** Work instructions **
Your task is to extract every line from the material below exactly.

** Input **
====
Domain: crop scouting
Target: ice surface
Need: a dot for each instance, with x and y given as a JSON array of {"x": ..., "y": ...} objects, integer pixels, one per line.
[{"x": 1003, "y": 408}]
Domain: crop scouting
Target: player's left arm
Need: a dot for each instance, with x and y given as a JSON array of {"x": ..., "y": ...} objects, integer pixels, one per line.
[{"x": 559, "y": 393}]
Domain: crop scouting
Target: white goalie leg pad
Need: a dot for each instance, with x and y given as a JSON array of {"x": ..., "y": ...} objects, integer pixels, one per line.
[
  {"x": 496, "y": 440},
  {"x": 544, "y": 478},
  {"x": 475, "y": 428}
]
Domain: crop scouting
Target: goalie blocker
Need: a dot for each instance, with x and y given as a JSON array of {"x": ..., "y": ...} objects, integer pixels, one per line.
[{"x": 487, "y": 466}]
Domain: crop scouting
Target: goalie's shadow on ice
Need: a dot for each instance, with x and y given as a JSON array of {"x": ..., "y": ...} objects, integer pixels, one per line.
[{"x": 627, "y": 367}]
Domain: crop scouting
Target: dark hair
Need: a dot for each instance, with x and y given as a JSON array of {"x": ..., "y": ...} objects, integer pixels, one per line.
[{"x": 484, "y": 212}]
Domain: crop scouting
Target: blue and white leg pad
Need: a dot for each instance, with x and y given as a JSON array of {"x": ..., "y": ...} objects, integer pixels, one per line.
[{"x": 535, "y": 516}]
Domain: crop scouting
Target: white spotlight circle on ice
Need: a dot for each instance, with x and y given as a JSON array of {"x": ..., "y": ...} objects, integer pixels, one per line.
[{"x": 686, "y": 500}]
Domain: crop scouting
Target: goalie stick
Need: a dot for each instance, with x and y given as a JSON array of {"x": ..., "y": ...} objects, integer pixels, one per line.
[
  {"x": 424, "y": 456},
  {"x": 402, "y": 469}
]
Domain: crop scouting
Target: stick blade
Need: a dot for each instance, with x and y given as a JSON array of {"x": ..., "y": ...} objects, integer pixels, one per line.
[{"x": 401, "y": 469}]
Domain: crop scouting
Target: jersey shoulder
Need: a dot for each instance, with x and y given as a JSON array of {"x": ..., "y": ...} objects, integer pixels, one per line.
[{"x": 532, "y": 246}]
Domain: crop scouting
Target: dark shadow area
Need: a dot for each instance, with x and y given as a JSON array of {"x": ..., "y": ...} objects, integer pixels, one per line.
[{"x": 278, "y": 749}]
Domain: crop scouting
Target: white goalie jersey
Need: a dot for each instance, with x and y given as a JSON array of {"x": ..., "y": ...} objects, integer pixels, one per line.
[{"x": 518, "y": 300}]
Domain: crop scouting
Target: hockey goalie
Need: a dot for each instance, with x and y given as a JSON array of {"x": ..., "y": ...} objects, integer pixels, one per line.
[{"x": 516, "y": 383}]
====
** Exercise output **
Domain: crop scouting
Target: ice surface
Need: a dot for each instance, with x and y given as a JSON array of {"x": ..., "y": ...} objects, integer pixels, one per line.
[{"x": 1003, "y": 408}]
Domain: crop scouting
Target: player's left arm
Need: a dot for each instance, with x and y given as a JSON array of {"x": ..., "y": ...} objects, integer pixels, one per line.
[{"x": 559, "y": 393}]
Domain: crop scouting
Target: white goalie leg pad
Need: a dot for each instance, with x and y given as a JSON array of {"x": ..., "y": ...} objects, integer pixels, one per line.
[
  {"x": 496, "y": 440},
  {"x": 544, "y": 478},
  {"x": 475, "y": 428}
]
Domain: crop scouting
Target: goalie blocker
Need: a dot for each instance, with x and y given as a JSON array of {"x": ..., "y": ...} objects, integer pixels, one per line.
[{"x": 487, "y": 466}]
Domain: crop scouting
Target: goalie's shadow on ice
Need: a dot for each instance, with x and y given as a JSON array of {"x": ..., "y": ...} objects, integer pixels, one per line.
[{"x": 627, "y": 367}]
Domain: crop scouting
Target: dark hair
Need: a dot for each instance, with x and y given as a JSON array of {"x": ..., "y": ...} objects, integer pixels, one per line.
[{"x": 484, "y": 212}]
Domain: crop scouting
Target: blue and white leg pad
Need: a dot for each instance, with x and y given as a JSON array of {"x": ..., "y": ...} objects, integer pixels, one per line.
[{"x": 535, "y": 516}]
Domain: crop scouting
Target: white spotlight circle on ice
Need: a dot for each instance, with x and y given as a JSON array of {"x": ..., "y": ...} objects, integer pixels, one per line.
[{"x": 686, "y": 500}]
Domain: crop scouting
Target: goalie stick
Need: a dot for each instance, with x and y given as a JSON array of {"x": ..., "y": ...} objects, integer pixels, one per line.
[
  {"x": 424, "y": 456},
  {"x": 402, "y": 469}
]
Domain: crop scouting
Target: stick blade
Need: a dot for each instance, with x and y given as a JSON array of {"x": ..., "y": ...} objects, integer pixels, one per line.
[{"x": 401, "y": 469}]
Domain: crop scouting
Target: jersey shoulder
Need: a dot for each instance, with x and y given as a JSON array of {"x": ..., "y": ...} objects, integer pixels, one per line.
[{"x": 532, "y": 246}]
Domain: crop scouting
Target: dark shadow area
Need: a dot for each instance, with x and y given as a JSON array of {"x": ..., "y": ...} objects, integer pixels, one per line.
[{"x": 278, "y": 749}]
Domain: crop scouting
Target: white goalie jersey
Need: a dot for each instance, with x and y given as a JSON array of {"x": ..., "y": ...} objects, integer pixels, one per line.
[{"x": 518, "y": 300}]
Domain: crop scouting
Target: hockey goalie
Need: a dot for each instance, with x and y given as a JSON array of {"x": ..., "y": ...} objects, integer pixels, one per line.
[{"x": 516, "y": 383}]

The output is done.